Image object location entries:
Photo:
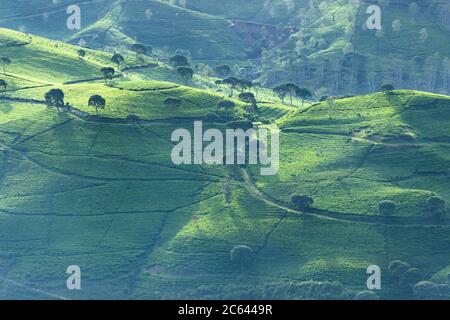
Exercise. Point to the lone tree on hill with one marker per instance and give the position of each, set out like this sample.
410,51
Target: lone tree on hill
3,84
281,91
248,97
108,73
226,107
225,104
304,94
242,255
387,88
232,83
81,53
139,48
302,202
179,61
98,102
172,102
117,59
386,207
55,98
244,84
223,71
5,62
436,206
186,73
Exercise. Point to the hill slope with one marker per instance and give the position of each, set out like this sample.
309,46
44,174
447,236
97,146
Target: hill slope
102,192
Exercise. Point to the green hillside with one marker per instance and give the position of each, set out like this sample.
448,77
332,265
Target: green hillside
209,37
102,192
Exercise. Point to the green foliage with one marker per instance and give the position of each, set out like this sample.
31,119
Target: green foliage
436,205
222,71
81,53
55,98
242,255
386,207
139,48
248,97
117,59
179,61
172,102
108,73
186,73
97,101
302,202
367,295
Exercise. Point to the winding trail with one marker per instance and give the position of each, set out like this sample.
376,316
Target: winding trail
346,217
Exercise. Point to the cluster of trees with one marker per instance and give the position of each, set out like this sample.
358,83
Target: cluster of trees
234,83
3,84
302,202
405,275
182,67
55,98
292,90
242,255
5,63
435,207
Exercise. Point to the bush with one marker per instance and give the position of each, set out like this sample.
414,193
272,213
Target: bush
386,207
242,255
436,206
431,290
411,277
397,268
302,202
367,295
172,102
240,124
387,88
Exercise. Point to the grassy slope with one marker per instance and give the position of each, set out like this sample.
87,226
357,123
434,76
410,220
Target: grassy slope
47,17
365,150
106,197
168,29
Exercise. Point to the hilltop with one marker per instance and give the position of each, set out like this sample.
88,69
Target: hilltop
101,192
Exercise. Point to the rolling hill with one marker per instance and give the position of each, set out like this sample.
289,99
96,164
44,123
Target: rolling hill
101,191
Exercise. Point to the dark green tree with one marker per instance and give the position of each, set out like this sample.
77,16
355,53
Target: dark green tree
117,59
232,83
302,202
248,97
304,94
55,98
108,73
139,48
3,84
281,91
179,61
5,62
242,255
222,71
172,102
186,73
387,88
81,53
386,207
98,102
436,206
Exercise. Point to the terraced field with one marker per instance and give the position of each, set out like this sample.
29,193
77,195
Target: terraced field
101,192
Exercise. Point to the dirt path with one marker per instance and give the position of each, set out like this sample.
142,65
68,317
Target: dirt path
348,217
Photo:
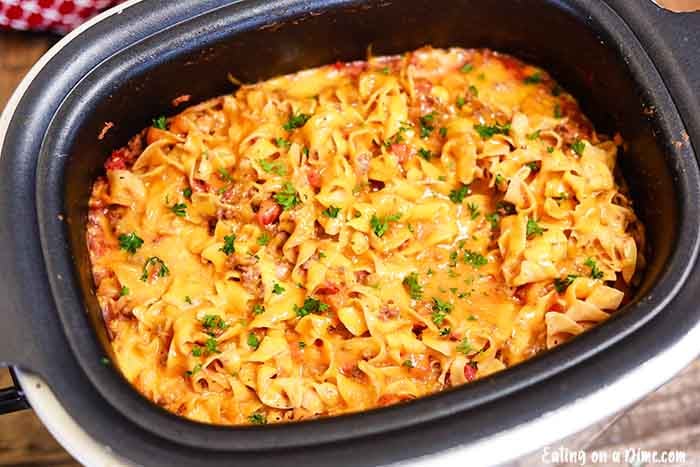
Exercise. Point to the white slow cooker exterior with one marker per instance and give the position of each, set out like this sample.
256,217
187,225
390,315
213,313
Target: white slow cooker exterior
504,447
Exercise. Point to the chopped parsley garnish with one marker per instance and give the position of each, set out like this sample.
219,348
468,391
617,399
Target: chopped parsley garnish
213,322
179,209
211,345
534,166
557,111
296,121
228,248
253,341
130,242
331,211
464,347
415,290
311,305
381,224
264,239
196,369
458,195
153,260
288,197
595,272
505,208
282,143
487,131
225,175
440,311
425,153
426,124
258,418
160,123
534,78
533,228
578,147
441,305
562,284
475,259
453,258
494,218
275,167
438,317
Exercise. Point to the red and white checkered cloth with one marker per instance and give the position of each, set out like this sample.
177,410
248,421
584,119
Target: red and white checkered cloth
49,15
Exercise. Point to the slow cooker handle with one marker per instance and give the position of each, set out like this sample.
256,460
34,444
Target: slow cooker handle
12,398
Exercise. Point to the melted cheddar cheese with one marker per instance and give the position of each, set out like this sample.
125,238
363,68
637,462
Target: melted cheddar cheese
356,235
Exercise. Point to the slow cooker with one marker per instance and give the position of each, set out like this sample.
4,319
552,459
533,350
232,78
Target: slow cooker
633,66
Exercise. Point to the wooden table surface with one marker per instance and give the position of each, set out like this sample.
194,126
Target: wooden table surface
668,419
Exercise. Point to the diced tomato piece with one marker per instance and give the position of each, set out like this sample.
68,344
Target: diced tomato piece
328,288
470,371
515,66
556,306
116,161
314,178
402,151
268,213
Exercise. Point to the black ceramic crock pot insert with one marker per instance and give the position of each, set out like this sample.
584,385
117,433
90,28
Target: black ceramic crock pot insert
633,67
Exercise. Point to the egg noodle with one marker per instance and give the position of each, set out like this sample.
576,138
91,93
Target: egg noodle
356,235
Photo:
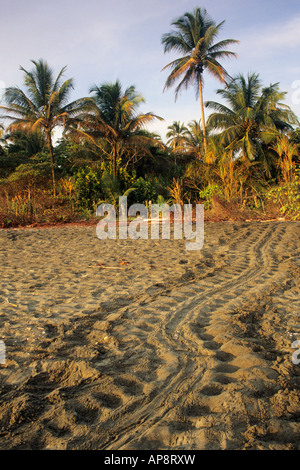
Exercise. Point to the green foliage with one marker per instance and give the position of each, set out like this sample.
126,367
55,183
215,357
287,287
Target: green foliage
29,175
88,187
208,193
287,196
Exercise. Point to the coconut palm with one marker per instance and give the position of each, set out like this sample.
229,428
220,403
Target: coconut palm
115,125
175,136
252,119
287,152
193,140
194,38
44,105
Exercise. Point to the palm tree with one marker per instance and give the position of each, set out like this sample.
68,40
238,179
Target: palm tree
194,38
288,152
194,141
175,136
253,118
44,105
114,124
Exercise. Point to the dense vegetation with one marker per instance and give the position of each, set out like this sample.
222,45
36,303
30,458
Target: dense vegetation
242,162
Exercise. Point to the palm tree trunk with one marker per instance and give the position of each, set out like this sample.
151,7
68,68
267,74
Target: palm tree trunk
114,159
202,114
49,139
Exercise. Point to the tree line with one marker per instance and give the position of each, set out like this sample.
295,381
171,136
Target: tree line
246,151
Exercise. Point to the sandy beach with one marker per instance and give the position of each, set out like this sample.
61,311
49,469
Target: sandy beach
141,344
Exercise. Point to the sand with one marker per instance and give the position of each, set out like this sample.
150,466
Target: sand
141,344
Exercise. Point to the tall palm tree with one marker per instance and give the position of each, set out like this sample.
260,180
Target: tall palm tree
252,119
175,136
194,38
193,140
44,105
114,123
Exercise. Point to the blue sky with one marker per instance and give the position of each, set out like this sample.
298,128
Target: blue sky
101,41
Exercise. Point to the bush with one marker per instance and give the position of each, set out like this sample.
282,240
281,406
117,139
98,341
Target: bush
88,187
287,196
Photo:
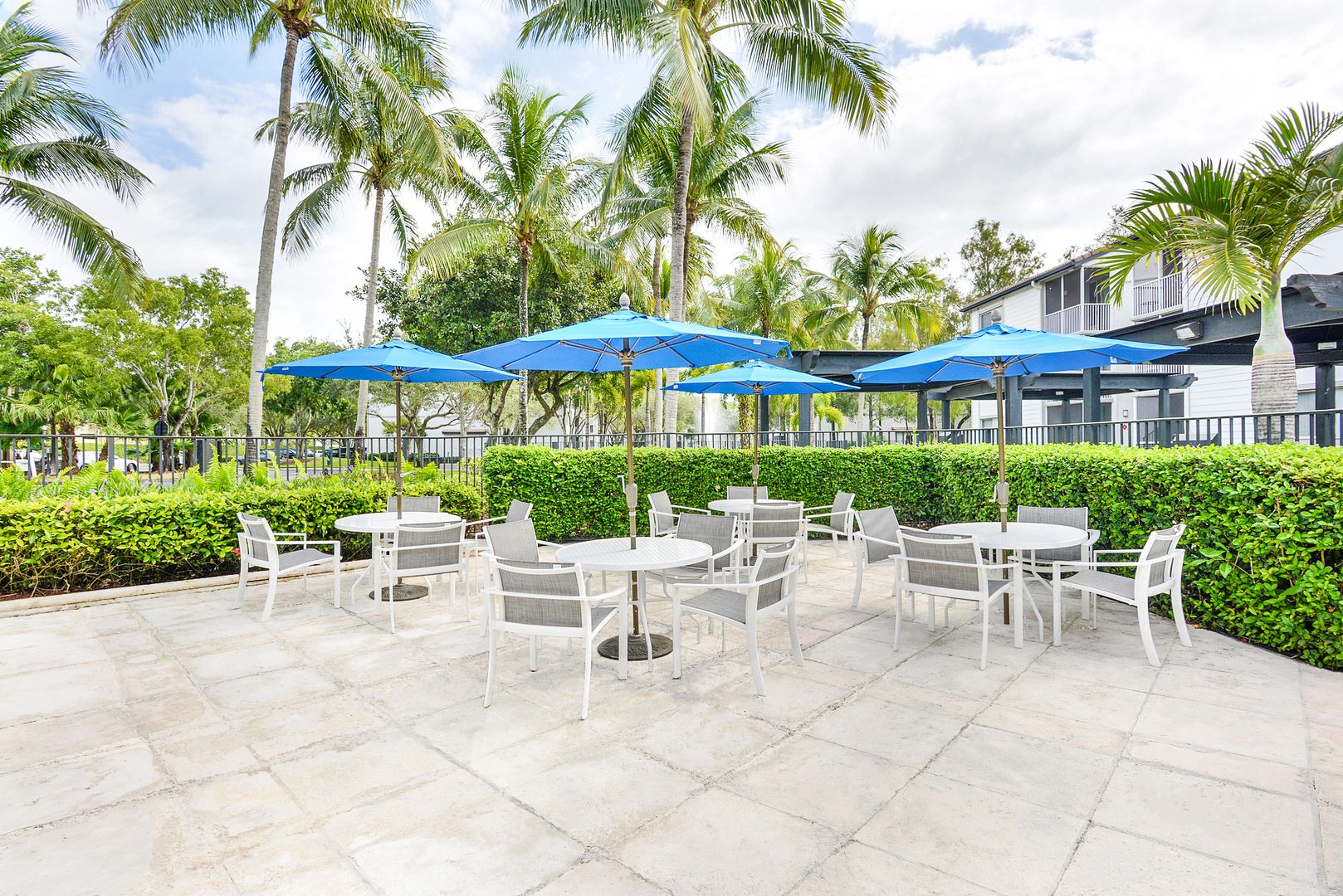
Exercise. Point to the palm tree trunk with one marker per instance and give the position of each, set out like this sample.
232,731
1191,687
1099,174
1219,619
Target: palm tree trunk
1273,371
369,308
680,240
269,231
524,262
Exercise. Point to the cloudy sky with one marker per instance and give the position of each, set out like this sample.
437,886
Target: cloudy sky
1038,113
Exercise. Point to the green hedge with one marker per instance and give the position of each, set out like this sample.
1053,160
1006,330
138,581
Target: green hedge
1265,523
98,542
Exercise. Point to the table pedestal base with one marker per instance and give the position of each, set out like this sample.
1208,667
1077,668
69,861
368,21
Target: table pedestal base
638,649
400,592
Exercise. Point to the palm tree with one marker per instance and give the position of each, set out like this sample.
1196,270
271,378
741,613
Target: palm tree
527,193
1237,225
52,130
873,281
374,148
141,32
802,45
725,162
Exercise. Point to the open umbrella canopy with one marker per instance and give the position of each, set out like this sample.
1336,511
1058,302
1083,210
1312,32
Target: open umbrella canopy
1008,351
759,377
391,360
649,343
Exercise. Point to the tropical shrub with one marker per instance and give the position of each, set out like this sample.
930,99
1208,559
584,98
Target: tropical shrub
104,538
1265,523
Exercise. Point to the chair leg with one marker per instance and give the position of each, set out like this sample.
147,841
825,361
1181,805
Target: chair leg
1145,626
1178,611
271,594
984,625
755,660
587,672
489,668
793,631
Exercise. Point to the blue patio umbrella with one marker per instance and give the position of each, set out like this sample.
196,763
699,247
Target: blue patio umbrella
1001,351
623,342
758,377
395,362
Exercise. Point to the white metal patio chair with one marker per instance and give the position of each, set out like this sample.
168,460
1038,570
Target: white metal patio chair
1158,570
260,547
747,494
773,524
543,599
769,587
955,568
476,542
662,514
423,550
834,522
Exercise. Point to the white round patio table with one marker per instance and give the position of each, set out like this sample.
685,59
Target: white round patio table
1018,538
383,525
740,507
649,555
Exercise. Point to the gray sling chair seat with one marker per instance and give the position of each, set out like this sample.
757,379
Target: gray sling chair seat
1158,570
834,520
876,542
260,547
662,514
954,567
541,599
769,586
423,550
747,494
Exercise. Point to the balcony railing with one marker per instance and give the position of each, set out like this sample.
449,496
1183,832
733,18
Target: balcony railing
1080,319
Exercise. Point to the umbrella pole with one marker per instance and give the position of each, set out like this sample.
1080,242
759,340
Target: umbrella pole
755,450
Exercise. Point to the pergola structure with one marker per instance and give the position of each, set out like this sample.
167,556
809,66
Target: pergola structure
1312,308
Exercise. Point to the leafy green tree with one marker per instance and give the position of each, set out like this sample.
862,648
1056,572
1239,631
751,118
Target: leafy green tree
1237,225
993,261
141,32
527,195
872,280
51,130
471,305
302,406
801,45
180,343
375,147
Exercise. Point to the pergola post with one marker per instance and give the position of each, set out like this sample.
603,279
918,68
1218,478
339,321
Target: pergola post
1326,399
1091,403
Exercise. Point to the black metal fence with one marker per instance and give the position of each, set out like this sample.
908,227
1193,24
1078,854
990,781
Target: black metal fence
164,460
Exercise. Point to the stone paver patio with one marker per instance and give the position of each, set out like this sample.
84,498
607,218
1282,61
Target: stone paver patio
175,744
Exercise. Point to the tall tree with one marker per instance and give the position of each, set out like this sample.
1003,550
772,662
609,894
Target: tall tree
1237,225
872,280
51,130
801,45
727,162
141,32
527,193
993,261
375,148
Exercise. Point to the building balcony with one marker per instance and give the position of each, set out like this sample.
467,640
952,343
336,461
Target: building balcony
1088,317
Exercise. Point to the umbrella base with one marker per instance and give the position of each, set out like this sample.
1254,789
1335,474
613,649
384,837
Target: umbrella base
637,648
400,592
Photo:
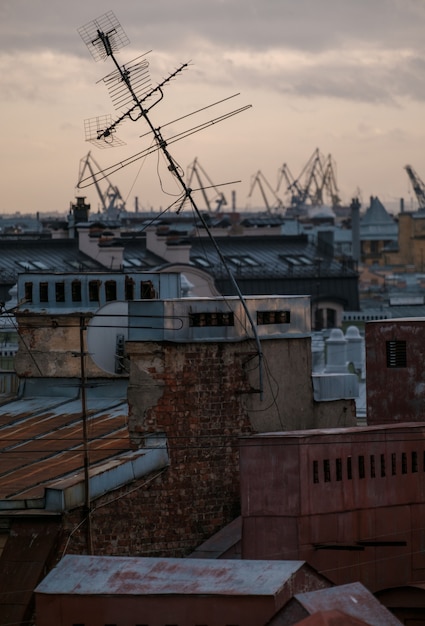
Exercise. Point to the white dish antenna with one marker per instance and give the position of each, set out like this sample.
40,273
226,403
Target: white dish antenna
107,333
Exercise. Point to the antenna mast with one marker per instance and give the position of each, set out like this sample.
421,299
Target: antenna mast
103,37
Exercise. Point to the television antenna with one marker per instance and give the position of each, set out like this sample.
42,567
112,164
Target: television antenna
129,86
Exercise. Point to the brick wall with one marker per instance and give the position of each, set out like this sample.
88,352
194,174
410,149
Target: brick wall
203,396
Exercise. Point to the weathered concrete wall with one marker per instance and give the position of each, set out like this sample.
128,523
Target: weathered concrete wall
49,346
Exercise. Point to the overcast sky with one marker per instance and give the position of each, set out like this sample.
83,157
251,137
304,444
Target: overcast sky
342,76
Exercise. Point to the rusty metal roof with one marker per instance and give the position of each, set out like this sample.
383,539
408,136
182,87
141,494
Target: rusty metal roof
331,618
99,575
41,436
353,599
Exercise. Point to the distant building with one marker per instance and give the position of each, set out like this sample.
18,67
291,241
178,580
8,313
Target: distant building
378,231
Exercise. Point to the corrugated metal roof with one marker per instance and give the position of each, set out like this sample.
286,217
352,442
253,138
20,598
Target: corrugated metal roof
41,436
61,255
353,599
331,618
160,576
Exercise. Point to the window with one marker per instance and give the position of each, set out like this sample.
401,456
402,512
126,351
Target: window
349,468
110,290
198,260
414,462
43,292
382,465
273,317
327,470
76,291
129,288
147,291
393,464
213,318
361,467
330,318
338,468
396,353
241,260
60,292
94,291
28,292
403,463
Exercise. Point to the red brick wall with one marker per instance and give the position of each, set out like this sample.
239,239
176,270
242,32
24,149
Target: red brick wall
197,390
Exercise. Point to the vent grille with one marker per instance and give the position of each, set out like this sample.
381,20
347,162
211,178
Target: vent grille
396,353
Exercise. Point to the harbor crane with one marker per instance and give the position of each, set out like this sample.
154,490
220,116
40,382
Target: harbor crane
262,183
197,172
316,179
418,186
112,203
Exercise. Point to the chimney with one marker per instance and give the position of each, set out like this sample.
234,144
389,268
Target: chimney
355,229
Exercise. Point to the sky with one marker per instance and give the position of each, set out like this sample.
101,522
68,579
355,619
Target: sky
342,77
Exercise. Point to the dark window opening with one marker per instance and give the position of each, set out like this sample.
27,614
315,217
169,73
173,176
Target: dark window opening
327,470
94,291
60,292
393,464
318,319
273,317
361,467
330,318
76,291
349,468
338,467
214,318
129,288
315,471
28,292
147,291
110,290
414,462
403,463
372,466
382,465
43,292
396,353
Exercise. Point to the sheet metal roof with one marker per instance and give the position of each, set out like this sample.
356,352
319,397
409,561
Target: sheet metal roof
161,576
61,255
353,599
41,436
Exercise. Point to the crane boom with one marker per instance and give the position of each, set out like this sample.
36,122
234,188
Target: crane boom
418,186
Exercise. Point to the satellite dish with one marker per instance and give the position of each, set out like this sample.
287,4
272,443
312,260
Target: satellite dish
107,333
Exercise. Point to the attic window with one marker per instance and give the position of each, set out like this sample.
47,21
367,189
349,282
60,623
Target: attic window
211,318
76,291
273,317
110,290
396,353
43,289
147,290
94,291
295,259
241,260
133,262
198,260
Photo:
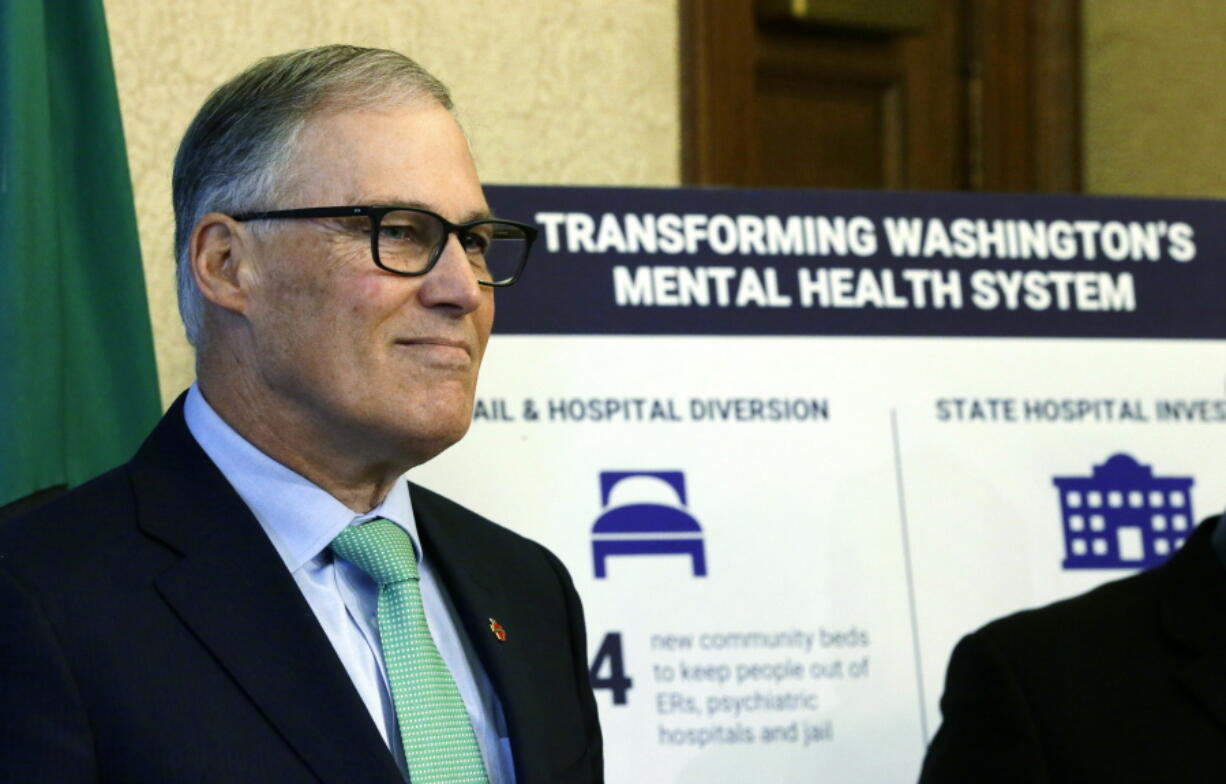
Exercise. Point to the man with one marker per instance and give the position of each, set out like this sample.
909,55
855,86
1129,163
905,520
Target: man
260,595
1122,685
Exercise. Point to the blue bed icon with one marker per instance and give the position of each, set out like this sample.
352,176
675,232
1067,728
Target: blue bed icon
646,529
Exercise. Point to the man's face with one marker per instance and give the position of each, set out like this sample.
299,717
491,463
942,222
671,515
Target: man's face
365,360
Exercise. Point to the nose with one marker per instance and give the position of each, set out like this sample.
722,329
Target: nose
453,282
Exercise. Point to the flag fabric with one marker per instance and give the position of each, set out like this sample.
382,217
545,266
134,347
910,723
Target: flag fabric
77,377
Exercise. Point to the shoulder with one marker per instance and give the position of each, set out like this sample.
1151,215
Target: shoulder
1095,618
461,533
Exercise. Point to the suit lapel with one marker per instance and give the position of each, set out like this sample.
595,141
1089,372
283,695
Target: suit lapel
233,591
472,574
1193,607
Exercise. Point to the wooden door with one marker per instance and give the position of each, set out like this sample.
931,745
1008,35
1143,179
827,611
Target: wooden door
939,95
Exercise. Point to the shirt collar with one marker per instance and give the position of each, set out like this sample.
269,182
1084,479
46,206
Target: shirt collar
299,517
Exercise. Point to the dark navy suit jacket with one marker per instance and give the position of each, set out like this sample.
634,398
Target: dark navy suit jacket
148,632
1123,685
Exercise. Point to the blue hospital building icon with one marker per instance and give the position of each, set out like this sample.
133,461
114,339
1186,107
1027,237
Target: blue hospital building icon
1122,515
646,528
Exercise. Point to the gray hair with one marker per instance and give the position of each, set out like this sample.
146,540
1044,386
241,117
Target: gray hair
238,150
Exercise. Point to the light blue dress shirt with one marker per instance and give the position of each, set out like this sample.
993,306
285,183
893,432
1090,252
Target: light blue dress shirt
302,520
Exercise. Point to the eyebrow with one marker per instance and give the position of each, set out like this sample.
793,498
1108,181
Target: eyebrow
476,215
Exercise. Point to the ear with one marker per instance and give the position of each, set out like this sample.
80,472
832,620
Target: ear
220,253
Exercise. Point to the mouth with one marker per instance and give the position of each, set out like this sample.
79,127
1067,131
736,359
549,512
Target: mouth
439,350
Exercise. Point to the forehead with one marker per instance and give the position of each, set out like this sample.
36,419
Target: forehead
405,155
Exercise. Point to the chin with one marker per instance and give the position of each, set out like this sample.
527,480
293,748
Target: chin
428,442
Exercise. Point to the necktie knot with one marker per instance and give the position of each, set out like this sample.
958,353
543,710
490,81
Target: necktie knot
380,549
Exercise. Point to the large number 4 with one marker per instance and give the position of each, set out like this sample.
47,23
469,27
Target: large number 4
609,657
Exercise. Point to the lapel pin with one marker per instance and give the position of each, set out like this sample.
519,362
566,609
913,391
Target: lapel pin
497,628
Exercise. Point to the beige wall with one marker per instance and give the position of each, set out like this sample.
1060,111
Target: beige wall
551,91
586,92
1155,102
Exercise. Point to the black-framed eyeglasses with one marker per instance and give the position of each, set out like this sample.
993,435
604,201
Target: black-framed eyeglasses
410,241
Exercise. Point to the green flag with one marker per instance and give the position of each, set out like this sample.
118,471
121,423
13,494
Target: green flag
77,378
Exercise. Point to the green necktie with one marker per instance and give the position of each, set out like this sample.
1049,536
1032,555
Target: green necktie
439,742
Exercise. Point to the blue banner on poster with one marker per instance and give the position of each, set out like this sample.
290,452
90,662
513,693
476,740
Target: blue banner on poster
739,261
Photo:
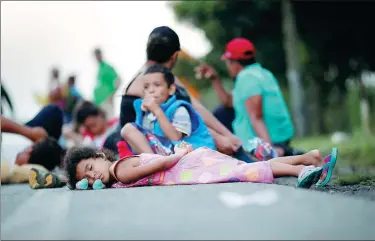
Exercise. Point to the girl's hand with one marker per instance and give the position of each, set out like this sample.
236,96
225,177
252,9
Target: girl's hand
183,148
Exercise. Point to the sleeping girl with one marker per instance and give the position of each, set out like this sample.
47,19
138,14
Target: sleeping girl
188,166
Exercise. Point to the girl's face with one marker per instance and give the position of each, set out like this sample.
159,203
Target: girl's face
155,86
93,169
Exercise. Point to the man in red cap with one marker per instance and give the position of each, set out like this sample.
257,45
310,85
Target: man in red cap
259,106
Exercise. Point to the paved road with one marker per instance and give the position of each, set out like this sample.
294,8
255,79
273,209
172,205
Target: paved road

* [WHAT TO WORK ON]
Give again the lines from the line holding "Exercise. Point to the sleeping" through the close of the listing, both included, exactly as written and with nothing else.

* [SOLUTION TO THIS PROBLEM]
Exercise. Point to the sleeping girl with one marker per instance and give the position of each, set out like this sample.
47,19
138,14
Target: sleeping girl
188,166
Exercise. Point to the girl's face with one marker per instance and give the position of each, set out like this sample.
159,203
Target: girl's face
155,86
93,169
Exercise. Point to the man in red cap with one marker per instance and give the position of each, set out like this sample.
257,45
310,85
Target: man in red cap
259,106
Exercise. Point to the paved road with one marker per instance and give the position of each, set out like this sample.
294,8
255,79
273,209
172,205
Target: paved road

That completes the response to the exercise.